» Problem description:
When you reach the listing, restate it word for word, leaving nothing out.

--

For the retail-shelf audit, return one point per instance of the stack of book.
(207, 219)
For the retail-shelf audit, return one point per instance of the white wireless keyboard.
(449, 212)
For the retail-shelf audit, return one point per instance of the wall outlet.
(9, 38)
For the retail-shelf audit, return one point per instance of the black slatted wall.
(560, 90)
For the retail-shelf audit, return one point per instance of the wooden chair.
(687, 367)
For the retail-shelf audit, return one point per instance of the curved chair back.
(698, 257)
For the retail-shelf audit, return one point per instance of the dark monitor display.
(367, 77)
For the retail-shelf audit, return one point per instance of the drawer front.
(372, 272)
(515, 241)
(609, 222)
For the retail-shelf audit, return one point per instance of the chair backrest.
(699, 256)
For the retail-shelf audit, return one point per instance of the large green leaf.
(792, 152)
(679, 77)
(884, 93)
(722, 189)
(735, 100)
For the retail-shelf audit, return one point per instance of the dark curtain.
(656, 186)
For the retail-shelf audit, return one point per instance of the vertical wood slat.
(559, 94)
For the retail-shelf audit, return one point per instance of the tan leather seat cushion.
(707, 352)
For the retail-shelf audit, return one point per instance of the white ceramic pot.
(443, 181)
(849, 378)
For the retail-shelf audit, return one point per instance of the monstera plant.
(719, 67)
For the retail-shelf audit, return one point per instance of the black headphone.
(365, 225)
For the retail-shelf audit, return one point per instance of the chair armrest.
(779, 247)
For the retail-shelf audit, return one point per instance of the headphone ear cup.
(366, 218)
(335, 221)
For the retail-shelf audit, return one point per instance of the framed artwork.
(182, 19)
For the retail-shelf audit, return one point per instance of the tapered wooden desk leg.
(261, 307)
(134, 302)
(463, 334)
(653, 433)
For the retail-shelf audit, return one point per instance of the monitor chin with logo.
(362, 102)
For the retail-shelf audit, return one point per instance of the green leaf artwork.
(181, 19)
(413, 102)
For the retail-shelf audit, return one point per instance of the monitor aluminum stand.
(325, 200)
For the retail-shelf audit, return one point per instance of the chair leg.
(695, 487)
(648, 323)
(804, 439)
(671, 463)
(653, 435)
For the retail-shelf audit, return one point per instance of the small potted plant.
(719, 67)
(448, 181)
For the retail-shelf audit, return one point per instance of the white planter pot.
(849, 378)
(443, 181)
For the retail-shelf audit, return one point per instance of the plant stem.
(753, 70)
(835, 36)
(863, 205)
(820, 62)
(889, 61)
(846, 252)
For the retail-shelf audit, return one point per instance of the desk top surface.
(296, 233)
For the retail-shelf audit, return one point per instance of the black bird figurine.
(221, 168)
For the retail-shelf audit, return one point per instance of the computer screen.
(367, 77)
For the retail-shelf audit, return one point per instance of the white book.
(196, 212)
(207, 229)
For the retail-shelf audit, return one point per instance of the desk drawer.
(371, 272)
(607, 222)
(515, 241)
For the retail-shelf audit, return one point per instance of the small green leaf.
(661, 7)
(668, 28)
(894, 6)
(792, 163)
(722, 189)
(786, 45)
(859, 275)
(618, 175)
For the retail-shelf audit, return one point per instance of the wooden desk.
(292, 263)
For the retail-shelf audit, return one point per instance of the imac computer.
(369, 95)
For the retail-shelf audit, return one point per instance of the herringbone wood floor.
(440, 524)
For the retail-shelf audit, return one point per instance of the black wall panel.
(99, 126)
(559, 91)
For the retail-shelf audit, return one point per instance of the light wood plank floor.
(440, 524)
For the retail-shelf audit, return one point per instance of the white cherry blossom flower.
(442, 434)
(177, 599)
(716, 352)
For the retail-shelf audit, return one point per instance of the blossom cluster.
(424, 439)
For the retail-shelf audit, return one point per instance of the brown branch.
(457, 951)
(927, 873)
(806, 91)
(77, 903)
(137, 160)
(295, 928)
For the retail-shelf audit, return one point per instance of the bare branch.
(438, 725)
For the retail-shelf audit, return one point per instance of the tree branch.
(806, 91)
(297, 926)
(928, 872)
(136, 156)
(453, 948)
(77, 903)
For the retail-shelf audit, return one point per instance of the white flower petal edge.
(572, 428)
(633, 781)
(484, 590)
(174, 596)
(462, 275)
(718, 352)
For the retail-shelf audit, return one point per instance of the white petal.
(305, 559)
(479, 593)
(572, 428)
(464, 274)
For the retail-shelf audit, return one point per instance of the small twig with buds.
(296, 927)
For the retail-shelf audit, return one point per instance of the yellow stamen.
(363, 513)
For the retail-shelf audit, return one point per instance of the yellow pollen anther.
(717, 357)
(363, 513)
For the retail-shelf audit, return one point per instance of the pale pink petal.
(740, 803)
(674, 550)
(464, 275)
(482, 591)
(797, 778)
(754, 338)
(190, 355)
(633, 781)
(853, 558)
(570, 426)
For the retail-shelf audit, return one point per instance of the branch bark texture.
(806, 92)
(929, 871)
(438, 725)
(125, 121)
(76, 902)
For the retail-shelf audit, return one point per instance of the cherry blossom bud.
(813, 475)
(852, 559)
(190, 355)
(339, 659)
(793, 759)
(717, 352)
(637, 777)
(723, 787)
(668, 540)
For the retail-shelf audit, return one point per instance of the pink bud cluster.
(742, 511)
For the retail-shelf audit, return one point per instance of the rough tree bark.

--

» Answer space:
For the retail-shelf audit, return one point per instance of the stack of book.
(207, 219)
For the retail-shelf audit, return one point per instance of the white wireless keyboard.
(449, 212)
For the retail-shelf audit, return one point per instance of the wall outlet.
(9, 38)
For the retail-shelf audit, return one point per instance of the black slatted wall.
(560, 90)
For the retail-shelf audit, return one point per instance of the wooden chair.
(687, 367)
For the retail-shelf audit, return one point per instance of the curved chair back.
(698, 257)
For the retail-shelf audit, return one point per instance of the dark monitor display.
(367, 77)
For the retail-shelf audit, return one point per instance of the drawer front.
(372, 272)
(515, 241)
(609, 222)
For the retail-shelf audit, return one point per instance of the chair backrest.
(699, 256)
For the retail-shelf audit, return one point per instance of the large green leaf.
(792, 152)
(679, 77)
(884, 93)
(722, 189)
(735, 100)
For the retail-shelf audit, return one point per instance of the dark curtain.
(656, 186)
For the retail-shelf audit, return one point per instance of the vertical wood slat.
(559, 94)
For the retail-shelf audit, return one point per instance of the tan leather seat cushion.
(707, 352)
For the retail-shelf audit, return one point per instance of the white ceramic pot.
(443, 181)
(849, 378)
For the retail-shelf audit, return one point per instance of the monstera plant.
(719, 67)
For the retail-shelf audit, return one point per instance of the black headphone.
(365, 225)
For the retail-shelf audit, return one point per instance of the chair armrest.
(779, 247)
For the retail-shelf audit, return one point per instance of the headphone ear cup.
(366, 218)
(335, 221)
For the retail-shelf audit, return one point per instance of the framed artwork.
(182, 19)
For the retail-shelf audit, return one point per instance of the tapered wooden desk leg.
(261, 307)
(134, 302)
(463, 334)
(653, 433)
For the retail-shelf audit, return one point per instance of the monitor chin with logo.
(362, 102)
For the retail-shelf audit, return one point per instance of the green leaf artwork.
(181, 19)
(413, 102)
For the retail-shelf audit, return one point per instance of the monitor aluminum stand.
(325, 200)
For the retail-shelf audit, return one point per instance of the chair leg.
(695, 487)
(648, 323)
(804, 439)
(671, 463)
(653, 435)
For the retail-shelf audit, return one point per instance of the small potted plant.
(719, 67)
(448, 181)
For the retail-shelf audit, return one point per instance of the white planter pot.
(849, 378)
(443, 181)
For the retail-shelf audit, return one point per instance of the plant stem.
(753, 70)
(835, 36)
(863, 205)
(820, 62)
(889, 61)
(846, 252)
For the retail-shelf audit, return one point per instance of the desk top surface.
(296, 233)
For the retail-shelf audit, return one point per instance of the black bird figurine.
(221, 168)
For the retail-shelf audit, return one point per instance of the computer screen.
(367, 77)
For the retail-shelf audit, return one point per instance of the white book.
(196, 212)
(207, 229)
For the retail-shelf audit, return one point per instance of the desk drawer.
(371, 272)
(607, 222)
(515, 241)
For the retail-shelf audit, return one point per instance of the small green leaf.
(661, 7)
(668, 28)
(894, 6)
(792, 163)
(722, 189)
(786, 45)
(859, 275)
(618, 175)
For the retail-shelf audit, return one point per instance of the wooden desk.
(292, 263)
For the retail-shelf audit, return one point per instance of the imac computer.
(369, 95)
For the retail-shelf audit, return one point per instance of the herringbone wood floor.
(440, 524)
For the retail-shelf audit, return one point per instance of the black wall panel.
(99, 126)
(559, 91)
For the retail-shelf audit, return one point per instance of the light wood plank floor.
(440, 524)
For the retail-shelf audit, return one point per instance of the white cherry blossom flower.
(442, 434)
(177, 599)
(716, 352)
For the retail-shelf audit, return one point per instance of the blossom cluster.
(424, 439)
For the retail-shelf audit, return one point per instance of the brown branch.
(457, 951)
(927, 873)
(806, 91)
(77, 903)
(137, 160)
(295, 928)
For the retail-shelf audit, return one point per instance of the bare branch.
(438, 725)
For the retail-shelf audit, return one point per instance of the tree branch.
(806, 91)
(297, 926)
(928, 872)
(136, 156)
(453, 948)
(77, 903)
For the retail-shelf audit, return one point per instance of the white flower petal edge.
(572, 428)
(633, 781)
(484, 590)
(174, 596)
(462, 275)
(718, 352)
For the retail-shelf audit, return one point per instance of the white petal.
(305, 559)
(479, 593)
(572, 428)
(464, 274)
For the retail-shelf audit, return one point per instance of the small twig with buds.
(296, 927)
For the retail-shelf audit, return one point per instance of the yellow stamen.
(363, 513)
For the retail-shelf audit, return one point per instance of the yellow pollen anther.
(717, 357)
(363, 513)
For the retail-shelf audit, return one point per instance of the pale pink petal.
(740, 803)
(674, 550)
(464, 275)
(482, 591)
(797, 778)
(754, 338)
(190, 355)
(633, 781)
(853, 558)
(570, 426)
For the retail-shelf audit, return one point per instance of the branch bark texture.
(806, 92)
(929, 871)
(438, 725)
(125, 121)
(76, 902)
For the retail-shelf audit, return one point per instance of the cherry blossom bud.
(813, 475)
(852, 559)
(190, 355)
(339, 659)
(793, 759)
(717, 352)
(637, 777)
(723, 787)
(668, 540)
For the retail-shelf audit, return one point per instance of the pink bud cluster.
(742, 511)
For the retail-shelf audit, return one point per instance of the rough tree bark.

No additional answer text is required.